■ Problem to work on
Pull out every line below that contains the word "sleeve", and copy each one in full.
· · · ·
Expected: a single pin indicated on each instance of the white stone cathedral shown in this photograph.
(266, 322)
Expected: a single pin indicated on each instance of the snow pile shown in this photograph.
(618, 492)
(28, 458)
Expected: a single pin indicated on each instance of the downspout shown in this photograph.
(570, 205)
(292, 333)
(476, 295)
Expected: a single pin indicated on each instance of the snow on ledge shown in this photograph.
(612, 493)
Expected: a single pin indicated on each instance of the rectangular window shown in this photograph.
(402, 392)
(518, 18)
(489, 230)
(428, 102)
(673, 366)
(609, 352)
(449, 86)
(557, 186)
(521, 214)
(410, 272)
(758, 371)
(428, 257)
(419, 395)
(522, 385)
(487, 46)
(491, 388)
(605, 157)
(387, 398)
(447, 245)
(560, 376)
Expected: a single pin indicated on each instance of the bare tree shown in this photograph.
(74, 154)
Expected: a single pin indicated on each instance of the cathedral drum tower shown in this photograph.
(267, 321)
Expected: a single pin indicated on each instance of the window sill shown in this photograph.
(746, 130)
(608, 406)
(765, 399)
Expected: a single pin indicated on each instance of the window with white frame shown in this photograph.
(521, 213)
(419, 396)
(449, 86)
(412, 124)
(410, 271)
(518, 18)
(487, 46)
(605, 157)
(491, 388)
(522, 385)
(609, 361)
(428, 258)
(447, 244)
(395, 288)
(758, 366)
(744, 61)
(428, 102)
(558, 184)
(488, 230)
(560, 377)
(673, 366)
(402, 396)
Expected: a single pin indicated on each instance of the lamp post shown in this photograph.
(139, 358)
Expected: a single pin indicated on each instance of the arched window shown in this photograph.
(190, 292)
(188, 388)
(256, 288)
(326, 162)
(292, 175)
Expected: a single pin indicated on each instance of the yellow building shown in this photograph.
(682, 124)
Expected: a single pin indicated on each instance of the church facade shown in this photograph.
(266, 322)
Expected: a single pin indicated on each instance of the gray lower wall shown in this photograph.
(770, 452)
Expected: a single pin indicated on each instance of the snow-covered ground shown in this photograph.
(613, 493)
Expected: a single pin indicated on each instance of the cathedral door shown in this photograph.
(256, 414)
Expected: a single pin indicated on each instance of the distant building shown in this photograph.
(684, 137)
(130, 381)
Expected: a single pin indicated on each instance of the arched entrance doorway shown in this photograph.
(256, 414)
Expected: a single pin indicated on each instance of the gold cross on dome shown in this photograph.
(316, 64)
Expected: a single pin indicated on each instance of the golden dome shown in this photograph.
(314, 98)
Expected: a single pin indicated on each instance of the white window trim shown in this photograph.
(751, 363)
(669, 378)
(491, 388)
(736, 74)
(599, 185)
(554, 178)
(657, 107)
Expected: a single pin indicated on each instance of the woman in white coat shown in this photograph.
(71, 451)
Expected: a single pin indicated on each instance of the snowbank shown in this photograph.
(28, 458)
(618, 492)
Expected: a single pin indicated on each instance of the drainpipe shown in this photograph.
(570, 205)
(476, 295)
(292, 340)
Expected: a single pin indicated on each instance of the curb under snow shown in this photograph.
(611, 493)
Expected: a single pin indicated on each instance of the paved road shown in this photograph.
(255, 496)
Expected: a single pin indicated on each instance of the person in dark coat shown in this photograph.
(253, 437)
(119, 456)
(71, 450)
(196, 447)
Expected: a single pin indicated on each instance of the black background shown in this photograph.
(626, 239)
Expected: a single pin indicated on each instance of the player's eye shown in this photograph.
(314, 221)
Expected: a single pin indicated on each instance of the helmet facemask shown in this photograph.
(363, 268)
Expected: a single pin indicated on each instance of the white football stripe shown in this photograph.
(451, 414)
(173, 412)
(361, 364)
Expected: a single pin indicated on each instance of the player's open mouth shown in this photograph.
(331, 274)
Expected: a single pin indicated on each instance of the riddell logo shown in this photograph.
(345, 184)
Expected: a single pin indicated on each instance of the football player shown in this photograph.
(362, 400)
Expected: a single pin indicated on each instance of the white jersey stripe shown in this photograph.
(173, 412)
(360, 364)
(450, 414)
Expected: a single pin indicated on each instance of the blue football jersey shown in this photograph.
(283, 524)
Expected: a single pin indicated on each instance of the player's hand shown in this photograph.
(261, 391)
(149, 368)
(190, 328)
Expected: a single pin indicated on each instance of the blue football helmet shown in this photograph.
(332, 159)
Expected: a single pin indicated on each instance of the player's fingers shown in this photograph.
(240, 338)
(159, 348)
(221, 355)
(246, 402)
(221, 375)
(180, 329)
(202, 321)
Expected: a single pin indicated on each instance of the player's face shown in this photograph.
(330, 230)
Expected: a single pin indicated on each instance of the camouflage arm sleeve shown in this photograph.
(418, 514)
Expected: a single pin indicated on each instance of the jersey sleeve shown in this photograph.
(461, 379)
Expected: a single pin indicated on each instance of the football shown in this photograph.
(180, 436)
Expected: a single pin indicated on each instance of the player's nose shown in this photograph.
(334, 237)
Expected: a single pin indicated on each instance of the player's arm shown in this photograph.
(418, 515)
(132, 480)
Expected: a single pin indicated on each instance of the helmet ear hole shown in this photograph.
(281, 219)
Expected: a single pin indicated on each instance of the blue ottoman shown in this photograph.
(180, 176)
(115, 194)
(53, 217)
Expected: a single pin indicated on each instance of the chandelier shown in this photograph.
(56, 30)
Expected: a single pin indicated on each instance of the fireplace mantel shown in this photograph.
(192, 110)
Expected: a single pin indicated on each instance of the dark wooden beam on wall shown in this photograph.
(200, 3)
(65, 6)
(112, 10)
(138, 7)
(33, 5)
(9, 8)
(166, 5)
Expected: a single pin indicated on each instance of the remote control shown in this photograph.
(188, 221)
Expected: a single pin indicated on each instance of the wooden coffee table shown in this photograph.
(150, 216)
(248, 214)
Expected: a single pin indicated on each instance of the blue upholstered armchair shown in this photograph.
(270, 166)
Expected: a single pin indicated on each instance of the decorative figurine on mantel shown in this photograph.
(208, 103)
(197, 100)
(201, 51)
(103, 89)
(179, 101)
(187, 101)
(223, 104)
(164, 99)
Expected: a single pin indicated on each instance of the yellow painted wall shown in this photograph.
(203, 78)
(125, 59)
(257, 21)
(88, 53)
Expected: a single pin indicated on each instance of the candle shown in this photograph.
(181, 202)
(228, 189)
· · · ·
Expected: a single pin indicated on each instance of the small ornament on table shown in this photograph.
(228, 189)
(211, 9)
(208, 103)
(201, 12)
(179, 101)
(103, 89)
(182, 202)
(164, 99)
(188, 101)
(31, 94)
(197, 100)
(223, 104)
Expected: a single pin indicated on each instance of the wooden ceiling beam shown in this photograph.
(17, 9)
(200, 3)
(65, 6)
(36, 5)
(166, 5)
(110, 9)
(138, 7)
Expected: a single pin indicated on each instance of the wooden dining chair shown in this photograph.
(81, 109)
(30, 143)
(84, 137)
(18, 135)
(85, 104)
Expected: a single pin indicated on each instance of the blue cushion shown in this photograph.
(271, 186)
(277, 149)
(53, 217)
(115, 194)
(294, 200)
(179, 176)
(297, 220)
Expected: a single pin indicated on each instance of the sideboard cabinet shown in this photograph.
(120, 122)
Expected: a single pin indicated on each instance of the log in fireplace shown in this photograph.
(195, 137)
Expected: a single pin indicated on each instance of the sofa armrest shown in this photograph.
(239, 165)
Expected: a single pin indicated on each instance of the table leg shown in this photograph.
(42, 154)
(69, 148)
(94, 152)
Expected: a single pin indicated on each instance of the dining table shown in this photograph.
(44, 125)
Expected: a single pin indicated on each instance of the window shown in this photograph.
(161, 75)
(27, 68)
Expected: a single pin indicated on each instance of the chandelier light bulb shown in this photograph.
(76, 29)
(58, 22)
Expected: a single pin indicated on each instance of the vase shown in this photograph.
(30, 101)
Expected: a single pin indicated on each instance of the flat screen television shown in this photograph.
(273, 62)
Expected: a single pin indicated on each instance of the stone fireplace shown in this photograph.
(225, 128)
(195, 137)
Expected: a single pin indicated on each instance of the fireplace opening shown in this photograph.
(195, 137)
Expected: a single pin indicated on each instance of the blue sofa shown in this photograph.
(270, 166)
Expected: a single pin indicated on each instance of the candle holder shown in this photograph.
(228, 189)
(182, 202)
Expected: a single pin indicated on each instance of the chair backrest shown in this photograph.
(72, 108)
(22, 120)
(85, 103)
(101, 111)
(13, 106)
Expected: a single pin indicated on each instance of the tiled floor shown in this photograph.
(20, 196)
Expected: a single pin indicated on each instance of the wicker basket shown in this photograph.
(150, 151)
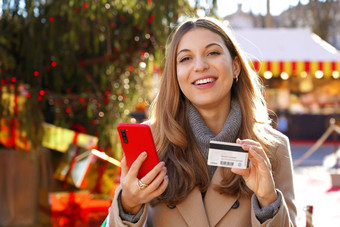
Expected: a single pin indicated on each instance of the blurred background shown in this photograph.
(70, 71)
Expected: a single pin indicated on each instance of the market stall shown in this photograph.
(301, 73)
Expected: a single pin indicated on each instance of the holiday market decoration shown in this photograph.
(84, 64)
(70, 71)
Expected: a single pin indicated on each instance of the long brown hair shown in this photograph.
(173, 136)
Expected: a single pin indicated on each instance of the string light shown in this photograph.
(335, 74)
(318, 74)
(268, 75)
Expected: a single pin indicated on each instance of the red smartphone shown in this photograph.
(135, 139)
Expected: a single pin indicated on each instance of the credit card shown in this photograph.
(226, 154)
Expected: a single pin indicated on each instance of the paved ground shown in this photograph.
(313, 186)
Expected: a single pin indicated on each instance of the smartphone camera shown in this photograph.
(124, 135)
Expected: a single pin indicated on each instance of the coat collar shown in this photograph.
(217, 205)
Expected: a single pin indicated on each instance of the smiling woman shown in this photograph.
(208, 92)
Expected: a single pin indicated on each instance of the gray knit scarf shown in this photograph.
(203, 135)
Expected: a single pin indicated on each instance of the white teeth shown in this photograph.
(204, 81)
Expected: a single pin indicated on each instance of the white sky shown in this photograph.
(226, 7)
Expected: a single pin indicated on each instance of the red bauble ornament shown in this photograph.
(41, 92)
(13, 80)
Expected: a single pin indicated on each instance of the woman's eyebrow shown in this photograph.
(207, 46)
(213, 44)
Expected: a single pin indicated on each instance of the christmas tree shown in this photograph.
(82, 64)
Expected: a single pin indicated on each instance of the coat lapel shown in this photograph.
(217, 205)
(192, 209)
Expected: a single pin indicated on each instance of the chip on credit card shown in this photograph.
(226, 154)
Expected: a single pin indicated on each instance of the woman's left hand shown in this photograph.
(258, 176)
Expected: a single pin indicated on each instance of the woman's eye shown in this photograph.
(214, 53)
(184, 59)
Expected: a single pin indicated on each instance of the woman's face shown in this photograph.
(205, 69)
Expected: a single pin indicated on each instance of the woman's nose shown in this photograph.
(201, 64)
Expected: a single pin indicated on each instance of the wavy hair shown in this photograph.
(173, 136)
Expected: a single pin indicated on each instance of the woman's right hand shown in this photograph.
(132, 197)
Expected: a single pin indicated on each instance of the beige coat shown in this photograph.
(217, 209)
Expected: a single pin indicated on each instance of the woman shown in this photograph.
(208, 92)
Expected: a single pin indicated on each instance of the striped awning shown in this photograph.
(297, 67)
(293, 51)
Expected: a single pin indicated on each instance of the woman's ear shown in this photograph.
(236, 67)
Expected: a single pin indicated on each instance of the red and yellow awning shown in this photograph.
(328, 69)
· · · ·
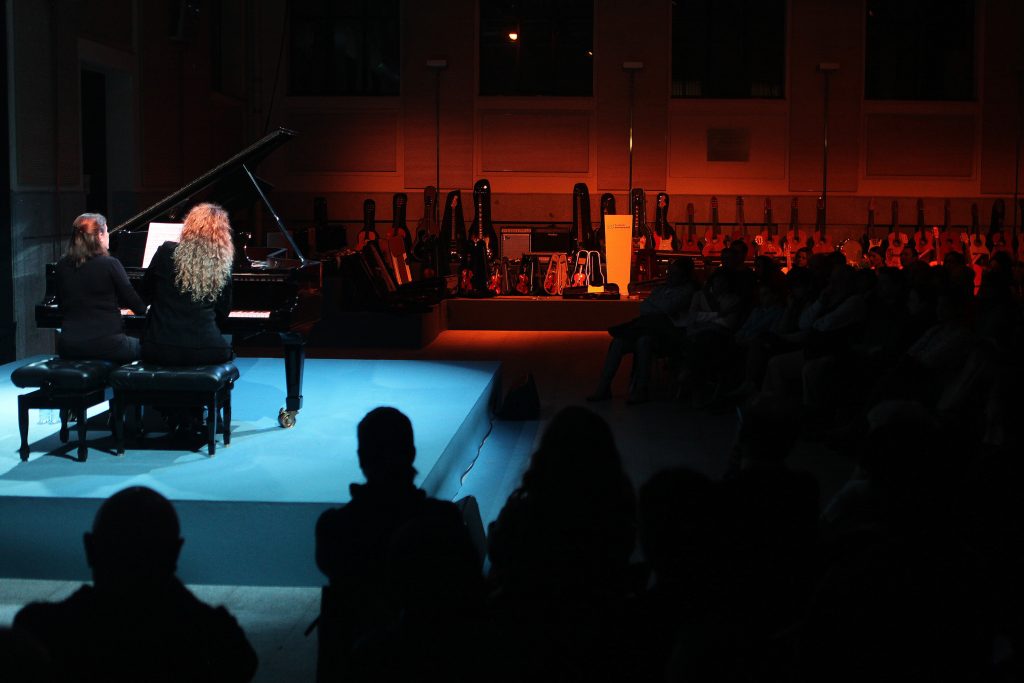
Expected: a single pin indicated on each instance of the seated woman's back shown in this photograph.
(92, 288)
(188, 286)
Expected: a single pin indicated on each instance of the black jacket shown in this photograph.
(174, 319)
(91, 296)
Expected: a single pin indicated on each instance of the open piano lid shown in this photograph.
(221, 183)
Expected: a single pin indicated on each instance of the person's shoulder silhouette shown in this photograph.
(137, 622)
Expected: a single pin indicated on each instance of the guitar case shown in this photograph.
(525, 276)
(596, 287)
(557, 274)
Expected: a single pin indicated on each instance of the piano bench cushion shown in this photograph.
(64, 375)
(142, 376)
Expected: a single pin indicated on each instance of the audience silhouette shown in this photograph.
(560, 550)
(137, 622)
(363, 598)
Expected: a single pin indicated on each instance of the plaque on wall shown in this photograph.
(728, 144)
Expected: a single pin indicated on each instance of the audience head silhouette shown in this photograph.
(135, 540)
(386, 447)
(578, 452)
· · · ·
■ Reply
Expected: a single pin indicated on each instance of the camouflage arm sleeve shown in this photograph.
Expected: a single pin indicated on each instance of the jersey sleeve shown in this photograph.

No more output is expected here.